• _Task description_
Your task is to quote the material that follows, in full and exactly.

• _Location labeling records_
>> Start
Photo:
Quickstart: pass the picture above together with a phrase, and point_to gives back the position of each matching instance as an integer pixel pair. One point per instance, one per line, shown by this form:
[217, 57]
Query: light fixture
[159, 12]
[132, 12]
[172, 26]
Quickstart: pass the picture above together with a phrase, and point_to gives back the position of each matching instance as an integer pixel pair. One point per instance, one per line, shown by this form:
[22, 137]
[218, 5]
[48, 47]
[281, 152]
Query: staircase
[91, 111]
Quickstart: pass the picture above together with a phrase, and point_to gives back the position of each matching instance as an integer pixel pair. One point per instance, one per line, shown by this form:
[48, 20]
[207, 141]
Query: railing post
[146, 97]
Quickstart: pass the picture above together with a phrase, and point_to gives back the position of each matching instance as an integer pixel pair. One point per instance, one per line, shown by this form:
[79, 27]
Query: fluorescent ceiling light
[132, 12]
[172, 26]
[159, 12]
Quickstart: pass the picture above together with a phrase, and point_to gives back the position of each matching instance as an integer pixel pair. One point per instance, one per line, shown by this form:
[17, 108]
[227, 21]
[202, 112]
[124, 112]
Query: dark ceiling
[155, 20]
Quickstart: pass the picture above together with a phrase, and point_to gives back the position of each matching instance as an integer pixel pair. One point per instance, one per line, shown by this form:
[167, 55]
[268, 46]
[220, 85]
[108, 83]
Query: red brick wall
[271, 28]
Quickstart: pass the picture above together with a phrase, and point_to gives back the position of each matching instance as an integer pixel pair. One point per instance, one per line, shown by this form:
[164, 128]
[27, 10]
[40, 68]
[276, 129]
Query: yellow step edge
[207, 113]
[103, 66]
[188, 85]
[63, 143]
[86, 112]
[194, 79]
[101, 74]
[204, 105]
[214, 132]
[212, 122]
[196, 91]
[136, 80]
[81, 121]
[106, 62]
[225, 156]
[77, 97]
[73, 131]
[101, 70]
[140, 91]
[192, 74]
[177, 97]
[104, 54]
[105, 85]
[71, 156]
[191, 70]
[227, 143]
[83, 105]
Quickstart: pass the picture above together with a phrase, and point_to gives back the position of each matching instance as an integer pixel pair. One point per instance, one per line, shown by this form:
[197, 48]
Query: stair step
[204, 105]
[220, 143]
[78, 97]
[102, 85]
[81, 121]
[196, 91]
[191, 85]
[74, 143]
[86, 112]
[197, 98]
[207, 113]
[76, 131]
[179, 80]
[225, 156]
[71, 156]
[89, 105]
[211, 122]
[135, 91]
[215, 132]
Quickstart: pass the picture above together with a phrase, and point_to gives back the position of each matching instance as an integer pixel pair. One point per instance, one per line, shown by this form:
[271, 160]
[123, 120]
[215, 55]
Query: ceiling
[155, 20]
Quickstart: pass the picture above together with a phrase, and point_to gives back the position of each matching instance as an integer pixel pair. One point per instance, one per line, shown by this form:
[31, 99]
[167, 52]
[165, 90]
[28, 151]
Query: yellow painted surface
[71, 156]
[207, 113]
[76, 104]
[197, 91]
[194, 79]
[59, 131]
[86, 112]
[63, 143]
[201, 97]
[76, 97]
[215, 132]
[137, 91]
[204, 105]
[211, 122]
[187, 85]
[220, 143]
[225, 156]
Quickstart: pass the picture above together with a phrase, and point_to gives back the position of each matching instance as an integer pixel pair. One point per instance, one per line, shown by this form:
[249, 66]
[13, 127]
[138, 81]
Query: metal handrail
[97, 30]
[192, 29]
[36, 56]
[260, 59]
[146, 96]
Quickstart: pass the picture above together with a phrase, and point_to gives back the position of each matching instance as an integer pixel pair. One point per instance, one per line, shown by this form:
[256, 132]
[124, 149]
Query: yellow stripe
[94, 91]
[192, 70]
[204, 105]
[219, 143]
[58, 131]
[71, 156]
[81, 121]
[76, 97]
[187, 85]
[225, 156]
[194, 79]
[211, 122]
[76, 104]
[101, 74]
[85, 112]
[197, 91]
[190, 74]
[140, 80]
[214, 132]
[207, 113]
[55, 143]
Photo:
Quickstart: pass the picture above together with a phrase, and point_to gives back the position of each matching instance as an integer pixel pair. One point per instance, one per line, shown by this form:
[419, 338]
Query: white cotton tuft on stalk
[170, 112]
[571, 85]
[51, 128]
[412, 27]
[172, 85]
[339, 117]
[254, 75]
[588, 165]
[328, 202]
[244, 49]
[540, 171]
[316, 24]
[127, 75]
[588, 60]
>> End
• _Task output_
Photo:
Quickstart: pass the picture above together with a phrase, and point_to gives back the position of each matching instance as an integer pixel pair. One point per instance, one per line, shown by this form:
[217, 57]
Query: light fixture
[159, 12]
[132, 12]
[172, 26]
Quickstart: pass the picture above together with a phrase, and point_to gives back the position of each matching instance as an integer pixel pair. One point per instance, one per line, shown by this form:
[22, 137]
[218, 5]
[48, 47]
[281, 152]
Query: staircase
[91, 111]
Quickstart: pass the picture above together with a phrase, and point_to gives back the position of each matching instance as an integer pixel pair. One point per instance, one per line, shown by this form:
[48, 20]
[207, 141]
Query: railing post
[146, 97]
Quickstart: pass the picture above together with a phrase, and point_to gives back the position of each matching instance as an integer pixel pair. One point per instance, one per line, shown by this form:
[79, 27]
Query: fluorescent ceiling light
[132, 12]
[172, 26]
[159, 12]
Quickstart: pass the picture above together with a phrase, and point_to gives back the position of each matching instance as an integer pixel pair. One point per instance, one per line, shown by this form:
[17, 108]
[227, 21]
[202, 112]
[124, 112]
Query: dark ceiling
[155, 20]
Quickstart: pass the picture above together with a phrase, and point_to gives back the position of each matching instance as an integer pixel pair. One point per instance, one per line, shown by this form:
[167, 55]
[268, 46]
[220, 85]
[108, 83]
Query: red brick wall
[271, 28]
Quickstart: pass the picture above together with a phrase, and point_to gives back the position of each matching instance as an integer pixel pair. One point per instance, one per line, shown by this form:
[164, 128]
[27, 10]
[40, 68]
[276, 129]
Query: yellow step edge
[207, 113]
[103, 66]
[188, 85]
[63, 143]
[86, 112]
[194, 79]
[101, 74]
[204, 105]
[214, 132]
[212, 122]
[196, 91]
[136, 80]
[81, 121]
[106, 62]
[225, 156]
[77, 97]
[73, 131]
[101, 70]
[140, 91]
[192, 74]
[177, 97]
[104, 54]
[105, 85]
[71, 156]
[191, 70]
[227, 143]
[83, 105]
Quickstart: pass the picture above together with a phrase, and point_to gives back the position of each matching instance as an integer pixel pair. One point per instance, one per line, shown by this form:
[197, 48]
Query: stair step
[204, 105]
[220, 143]
[78, 97]
[102, 85]
[81, 121]
[196, 91]
[191, 85]
[74, 143]
[86, 112]
[197, 98]
[207, 113]
[76, 131]
[179, 80]
[225, 156]
[71, 156]
[89, 105]
[211, 122]
[135, 91]
[215, 132]
Quickstart: pass the picture above together with a phrase, and point_to gives back the position of each matching instance as an integer pixel pair. One point per instance, one per line, shown by this form:
[271, 160]
[123, 120]
[215, 55]
Query: ceiling
[155, 20]
Quickstart: pass the picture above together with a phrase, and point_to gives back the position of each matching instance as an integer pixel pair. One point per instance, one per line, shown by this form:
[31, 99]
[167, 52]
[165, 90]
[28, 151]
Query: yellow painted surface
[71, 156]
[207, 113]
[76, 104]
[197, 91]
[194, 79]
[59, 131]
[86, 112]
[63, 143]
[201, 97]
[76, 97]
[215, 132]
[137, 91]
[204, 105]
[211, 122]
[187, 85]
[220, 143]
[225, 156]
Quickstart: pass the picture above together with a phrase, and point_to gives back the position of each matching instance as an integer pixel pair. One point per instance, one per line, shown by this form:
[249, 66]
[13, 127]
[138, 81]
Query: metal handrail
[97, 30]
[192, 29]
[36, 56]
[260, 59]
[146, 96]
Quickstart: pass the picture above together with a phrase, and point_to gives back the position of each matching instance as an integer pixel pair. One point per instance, one per line, shown by this form:
[256, 132]
[124, 149]
Query: yellow stripe
[94, 91]
[192, 70]
[204, 105]
[219, 143]
[58, 131]
[71, 156]
[81, 121]
[76, 97]
[187, 85]
[225, 156]
[194, 79]
[211, 122]
[76, 104]
[101, 74]
[85, 112]
[197, 91]
[190, 74]
[140, 80]
[214, 132]
[207, 113]
[55, 143]
Photo:
Quickstart: pass the picture above together with a phrase, and point_to gives back the position of each matching instance as an integer pixel pair. One point per instance, one per line, shown by this form:
[419, 338]
Query: white cotton tuft on stalk
[170, 112]
[571, 85]
[51, 128]
[412, 27]
[172, 85]
[339, 117]
[254, 75]
[588, 165]
[328, 202]
[244, 49]
[540, 171]
[316, 24]
[127, 75]
[588, 60]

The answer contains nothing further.